§ Directions for this task: Give back exactly the lines from the one containing "Check that one keypoint sits on every instance of the hazy" through the end of the records, including both, and no others.

Dataset excerpts on object pointing
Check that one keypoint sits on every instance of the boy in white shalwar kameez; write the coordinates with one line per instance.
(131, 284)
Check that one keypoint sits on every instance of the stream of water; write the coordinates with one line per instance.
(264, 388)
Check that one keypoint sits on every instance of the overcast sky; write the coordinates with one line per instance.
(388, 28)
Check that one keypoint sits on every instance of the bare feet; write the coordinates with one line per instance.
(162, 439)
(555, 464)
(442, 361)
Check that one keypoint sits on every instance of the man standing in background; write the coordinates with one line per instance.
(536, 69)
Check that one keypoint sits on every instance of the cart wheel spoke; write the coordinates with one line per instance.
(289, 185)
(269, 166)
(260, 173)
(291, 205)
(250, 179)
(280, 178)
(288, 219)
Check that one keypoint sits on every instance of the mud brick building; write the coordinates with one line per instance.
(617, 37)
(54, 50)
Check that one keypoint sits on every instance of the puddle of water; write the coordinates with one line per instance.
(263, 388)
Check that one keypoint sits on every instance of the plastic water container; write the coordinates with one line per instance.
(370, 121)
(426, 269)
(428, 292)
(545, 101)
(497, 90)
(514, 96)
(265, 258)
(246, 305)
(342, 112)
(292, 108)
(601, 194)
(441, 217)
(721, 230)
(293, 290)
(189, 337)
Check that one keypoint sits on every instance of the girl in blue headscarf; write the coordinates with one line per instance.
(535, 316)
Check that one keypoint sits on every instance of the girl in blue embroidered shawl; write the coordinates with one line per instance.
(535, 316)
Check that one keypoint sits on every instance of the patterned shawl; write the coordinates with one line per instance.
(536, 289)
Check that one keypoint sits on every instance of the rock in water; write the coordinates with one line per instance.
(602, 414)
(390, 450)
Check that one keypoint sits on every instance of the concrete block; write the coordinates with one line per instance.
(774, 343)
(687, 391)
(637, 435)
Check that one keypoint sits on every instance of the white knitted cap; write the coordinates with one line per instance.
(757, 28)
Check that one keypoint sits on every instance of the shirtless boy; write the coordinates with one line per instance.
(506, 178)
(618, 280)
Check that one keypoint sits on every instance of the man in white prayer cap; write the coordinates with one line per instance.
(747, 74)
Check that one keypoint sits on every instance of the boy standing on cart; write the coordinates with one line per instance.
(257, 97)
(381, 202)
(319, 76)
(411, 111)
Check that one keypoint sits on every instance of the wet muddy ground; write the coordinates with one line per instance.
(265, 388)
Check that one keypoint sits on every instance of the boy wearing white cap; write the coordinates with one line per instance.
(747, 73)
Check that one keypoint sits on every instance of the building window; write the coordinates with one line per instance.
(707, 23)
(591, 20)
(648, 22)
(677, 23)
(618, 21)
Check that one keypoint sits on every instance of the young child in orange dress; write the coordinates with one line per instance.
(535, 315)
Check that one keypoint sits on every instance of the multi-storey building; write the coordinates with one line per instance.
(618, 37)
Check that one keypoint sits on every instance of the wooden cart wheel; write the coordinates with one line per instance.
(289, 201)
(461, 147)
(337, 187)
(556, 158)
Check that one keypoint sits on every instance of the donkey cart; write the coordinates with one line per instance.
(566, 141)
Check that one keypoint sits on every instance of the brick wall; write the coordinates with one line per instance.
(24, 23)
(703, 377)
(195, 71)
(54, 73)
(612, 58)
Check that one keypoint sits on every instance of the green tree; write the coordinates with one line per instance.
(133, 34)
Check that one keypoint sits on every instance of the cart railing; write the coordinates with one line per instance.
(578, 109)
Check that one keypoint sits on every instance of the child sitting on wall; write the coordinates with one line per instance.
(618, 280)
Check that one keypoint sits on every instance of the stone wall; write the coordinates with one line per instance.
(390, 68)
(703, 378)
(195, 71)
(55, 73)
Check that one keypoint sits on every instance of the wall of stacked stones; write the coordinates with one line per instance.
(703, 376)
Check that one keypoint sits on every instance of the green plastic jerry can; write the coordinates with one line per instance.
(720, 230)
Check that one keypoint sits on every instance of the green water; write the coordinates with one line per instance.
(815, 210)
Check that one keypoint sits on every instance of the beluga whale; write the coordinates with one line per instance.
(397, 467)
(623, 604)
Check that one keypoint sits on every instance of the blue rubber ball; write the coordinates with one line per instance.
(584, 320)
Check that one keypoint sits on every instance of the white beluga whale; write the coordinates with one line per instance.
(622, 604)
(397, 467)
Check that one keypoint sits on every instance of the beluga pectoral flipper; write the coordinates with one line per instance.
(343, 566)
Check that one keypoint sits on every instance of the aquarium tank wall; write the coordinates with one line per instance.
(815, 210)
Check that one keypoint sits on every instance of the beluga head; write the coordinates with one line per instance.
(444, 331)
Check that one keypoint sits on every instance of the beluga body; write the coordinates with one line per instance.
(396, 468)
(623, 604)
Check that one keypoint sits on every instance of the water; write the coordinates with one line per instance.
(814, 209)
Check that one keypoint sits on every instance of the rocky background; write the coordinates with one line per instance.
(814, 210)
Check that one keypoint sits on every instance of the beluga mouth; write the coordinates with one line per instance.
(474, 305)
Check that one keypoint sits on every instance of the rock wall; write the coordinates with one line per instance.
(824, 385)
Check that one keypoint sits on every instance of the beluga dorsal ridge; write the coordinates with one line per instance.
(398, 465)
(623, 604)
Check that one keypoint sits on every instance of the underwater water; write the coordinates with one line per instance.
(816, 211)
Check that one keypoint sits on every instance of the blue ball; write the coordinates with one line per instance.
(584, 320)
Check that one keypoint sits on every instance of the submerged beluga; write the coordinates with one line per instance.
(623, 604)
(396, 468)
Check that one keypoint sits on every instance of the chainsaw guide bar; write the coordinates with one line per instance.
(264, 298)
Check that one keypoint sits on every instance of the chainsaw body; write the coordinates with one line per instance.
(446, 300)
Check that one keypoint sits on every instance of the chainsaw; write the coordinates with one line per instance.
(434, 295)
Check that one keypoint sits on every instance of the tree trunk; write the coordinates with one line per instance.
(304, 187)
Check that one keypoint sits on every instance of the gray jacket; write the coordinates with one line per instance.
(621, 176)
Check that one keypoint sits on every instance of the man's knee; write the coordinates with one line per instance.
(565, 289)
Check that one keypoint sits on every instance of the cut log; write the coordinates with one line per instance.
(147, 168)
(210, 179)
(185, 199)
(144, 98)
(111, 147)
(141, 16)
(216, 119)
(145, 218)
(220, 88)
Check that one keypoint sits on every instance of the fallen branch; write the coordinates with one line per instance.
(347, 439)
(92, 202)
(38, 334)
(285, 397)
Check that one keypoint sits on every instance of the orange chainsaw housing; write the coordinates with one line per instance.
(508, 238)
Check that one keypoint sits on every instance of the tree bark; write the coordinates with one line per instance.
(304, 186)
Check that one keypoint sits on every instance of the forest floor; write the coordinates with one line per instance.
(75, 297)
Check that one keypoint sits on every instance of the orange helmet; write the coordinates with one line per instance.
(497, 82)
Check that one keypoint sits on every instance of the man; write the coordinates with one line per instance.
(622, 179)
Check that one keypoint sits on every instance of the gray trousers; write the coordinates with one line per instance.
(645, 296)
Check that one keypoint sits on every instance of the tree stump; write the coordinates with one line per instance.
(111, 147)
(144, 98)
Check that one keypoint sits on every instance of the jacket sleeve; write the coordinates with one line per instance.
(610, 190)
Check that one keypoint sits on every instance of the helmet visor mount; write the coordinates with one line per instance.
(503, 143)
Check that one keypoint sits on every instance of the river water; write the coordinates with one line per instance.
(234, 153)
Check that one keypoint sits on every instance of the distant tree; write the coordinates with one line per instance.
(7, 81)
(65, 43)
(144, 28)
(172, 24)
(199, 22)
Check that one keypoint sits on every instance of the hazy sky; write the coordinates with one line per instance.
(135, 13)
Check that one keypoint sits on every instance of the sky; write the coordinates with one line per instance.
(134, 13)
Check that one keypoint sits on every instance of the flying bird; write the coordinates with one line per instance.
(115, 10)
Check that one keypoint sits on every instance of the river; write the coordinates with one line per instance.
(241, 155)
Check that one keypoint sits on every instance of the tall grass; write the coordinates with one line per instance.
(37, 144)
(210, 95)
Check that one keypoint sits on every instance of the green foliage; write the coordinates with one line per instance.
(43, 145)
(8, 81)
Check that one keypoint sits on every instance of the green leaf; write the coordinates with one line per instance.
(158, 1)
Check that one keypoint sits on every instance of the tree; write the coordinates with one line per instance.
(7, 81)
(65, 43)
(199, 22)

§ Solution for this exercise:
Check that one keypoint sits on every instance of the hazy sky; write the coordinates with one line per instance.
(135, 13)
Check that one keypoint sits on every instance of the sky; write the coordinates with one line per instance.
(134, 13)
Check that one keypoint sits on every instance of the flying bird; write the coordinates with one line per instance.
(115, 10)
Check that one keypoint sits on every instance of the river; write the coordinates with one line per instance.
(241, 155)
Check that one keypoint sits on every instance of the tall grass; write the coordinates with one line per instance.
(37, 144)
(210, 95)
Check that one keypoint sits on every instance of the green foliage; write the coordinates with one line per instance.
(43, 145)
(8, 81)
Check that one keypoint sits on every instance of the green leaf; write the coordinates with one line per instance.
(158, 1)
Check that one keypoint sits on every instance of the tree; write the coordinates with one line per instance.
(7, 81)
(65, 43)
(199, 22)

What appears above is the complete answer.